Records from a data source:
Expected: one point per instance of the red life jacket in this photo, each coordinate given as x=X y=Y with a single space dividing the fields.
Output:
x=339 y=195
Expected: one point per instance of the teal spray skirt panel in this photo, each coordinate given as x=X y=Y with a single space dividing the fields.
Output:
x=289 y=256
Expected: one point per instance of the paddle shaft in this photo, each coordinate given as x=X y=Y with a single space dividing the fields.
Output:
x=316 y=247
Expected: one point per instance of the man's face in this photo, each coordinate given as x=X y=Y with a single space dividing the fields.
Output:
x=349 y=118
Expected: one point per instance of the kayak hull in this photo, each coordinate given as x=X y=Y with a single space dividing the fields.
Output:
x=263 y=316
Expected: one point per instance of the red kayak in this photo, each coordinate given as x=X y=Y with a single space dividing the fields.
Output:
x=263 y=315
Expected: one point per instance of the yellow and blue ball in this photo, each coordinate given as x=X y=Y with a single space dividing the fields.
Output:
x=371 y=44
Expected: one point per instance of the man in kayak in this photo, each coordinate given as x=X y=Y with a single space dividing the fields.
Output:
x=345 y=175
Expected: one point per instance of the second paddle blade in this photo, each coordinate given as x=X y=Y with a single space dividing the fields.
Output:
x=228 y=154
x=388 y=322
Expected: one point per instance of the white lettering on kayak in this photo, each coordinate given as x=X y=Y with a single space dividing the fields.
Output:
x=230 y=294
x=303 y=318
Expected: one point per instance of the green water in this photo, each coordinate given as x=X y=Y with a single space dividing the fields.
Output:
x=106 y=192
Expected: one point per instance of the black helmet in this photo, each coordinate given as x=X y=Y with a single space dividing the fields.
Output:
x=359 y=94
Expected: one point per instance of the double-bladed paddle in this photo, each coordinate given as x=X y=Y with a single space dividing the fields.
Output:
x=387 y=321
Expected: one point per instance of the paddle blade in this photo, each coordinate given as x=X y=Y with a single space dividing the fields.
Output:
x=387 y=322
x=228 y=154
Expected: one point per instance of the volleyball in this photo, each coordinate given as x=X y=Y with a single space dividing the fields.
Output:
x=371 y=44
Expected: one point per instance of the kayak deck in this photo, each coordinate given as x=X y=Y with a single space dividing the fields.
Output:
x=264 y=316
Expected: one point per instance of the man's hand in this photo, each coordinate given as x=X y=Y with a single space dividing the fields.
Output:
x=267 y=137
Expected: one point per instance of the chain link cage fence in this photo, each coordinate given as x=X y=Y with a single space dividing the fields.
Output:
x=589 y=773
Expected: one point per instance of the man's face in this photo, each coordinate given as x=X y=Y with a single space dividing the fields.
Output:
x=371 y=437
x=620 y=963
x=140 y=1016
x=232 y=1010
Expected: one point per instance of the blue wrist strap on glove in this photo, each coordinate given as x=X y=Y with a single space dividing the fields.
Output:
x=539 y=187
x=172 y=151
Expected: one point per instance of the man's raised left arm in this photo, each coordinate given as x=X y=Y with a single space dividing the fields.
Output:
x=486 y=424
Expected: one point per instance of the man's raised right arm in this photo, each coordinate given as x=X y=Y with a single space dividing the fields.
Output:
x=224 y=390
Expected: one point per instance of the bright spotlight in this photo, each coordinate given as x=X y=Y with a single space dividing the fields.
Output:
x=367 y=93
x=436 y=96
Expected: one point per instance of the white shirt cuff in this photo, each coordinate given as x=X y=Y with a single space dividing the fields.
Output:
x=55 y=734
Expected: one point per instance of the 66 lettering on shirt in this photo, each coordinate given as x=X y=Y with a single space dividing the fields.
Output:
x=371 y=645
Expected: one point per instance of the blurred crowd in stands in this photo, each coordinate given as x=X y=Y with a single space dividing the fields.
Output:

Your instructions -> Each record must be copied out exactly and in full.

Result for this exercise ->
Expected: one point per instance of the red life jacket in this photo, each coordinate given as x=X y=Y with a single space dividing the fields.
Output:
x=339 y=195
Expected: one point per instance of the teal spray skirt panel in this photo, each coordinate given as x=X y=Y with a single space dividing the fields.
Output:
x=289 y=256
Expected: one point per instance of the paddle shaft in this photo, each coordinate given as x=X y=Y with a single space dividing the fields.
Output:
x=316 y=247
Expected: one point per instance of the man's face in this photo, each coordinate given as x=X y=Y with a single space dividing the fields.
Output:
x=349 y=118
Expected: one point per instance of the kayak hull in this photo, each coordinate given as x=X y=Y with a single space dividing the fields.
Output:
x=263 y=316
Expected: one point per instance of the red kayak in this photo, each coordinate given as x=X y=Y with a single space dividing the fields.
Output:
x=263 y=315
Expected: one point per instance of the yellow and blue ball in this photo, each coordinate given as x=X y=Y with a single space dividing the fields.
Output:
x=371 y=44
Expected: one point per instance of the man in kayak in this photo, each coordinate given as x=X y=Y with a single space dividing the fields.
Output:
x=345 y=175
Expected: one point per instance of the second paddle blade in this photo, each coordinate given as x=X y=Y with a single space dividing the fields.
Output:
x=228 y=154
x=388 y=322
Expected: one point per instance of the white lettering on kayak in this photo, each coordinate given as x=X y=Y with a single space dividing the fields.
Output:
x=230 y=294
x=303 y=318
Expected: one point per instance of the green water in this photo, each coordinate given as x=X y=Y with a single space dividing the fields.
Output:
x=106 y=192
Expected: one point per instance of the black helmet in this photo, each coordinate given as x=X y=Y with a single space dividing the fields.
Output:
x=359 y=94
Expected: one point per instance of the double-bladed paddle in this photo, each coordinate given as x=X y=Y with a single space dividing the fields.
Output:
x=387 y=321
Expected: one point per instance of the paddle blade in this photo, each coordinate given as x=X y=Y with a single space dividing the fields.
Output:
x=387 y=322
x=228 y=154
Expected: one point per instance of the volleyball in this photo, each coordinate given as x=X y=Y with a single space dividing the fields.
Output:
x=371 y=44
Expected: one point per instance of the kayak deck in this photo, each coordinate given as x=X y=Y with a single space dividing the fields.
Output:
x=264 y=316
Expected: one point per instance of the man's hand in this photo, each coordinate given as x=X y=Y with a single space dividing the fields.
Output:
x=267 y=137
Expected: one point per instance of the chain link cage fence in this photo, each coordinate given as x=X y=Y with a single space dividing the fields.
Output:
x=589 y=773
Expected: one point per instance of the man's face in this photo, each coordinate given as x=X y=Y with a single space dividing the fields.
Output:
x=371 y=437
x=620 y=963
x=140 y=1016
x=232 y=1010
Expected: one point per instance of the blue wrist strap on glove in this photo, each coordinate given as x=X y=Y with a single space dividing the fields.
Output:
x=539 y=187
x=172 y=151
Expected: one point per instance of the man's raised left arm in this photo, each coordinate given as x=X y=Y with a single space dividing the fields.
Output:
x=486 y=424
Expected: one point per instance of the man's raised right arm in this photo, each coordinate given as x=X y=Y with a single space dividing the fields.
Output:
x=224 y=390
Expected: one point per instance of the bright spotlight in this photo, each coordinate given as x=X y=Y with a single space dividing the fields.
Output:
x=367 y=93
x=436 y=96
Expected: one point per instance of the white shirt cuff in this photo, each coordinate given as x=X y=Y with a single space dividing the fields.
Output:
x=55 y=734
Expected: one point per instance of the 66 lettering on shirt in this photo, each coordinate given as x=X y=Y with a single space dividing the fields.
Output:
x=371 y=645
Expected: one point per instance of the blurred crowd in stands in this photo, each coordinate given as x=X y=Y with a single space dividing the fields.
Output:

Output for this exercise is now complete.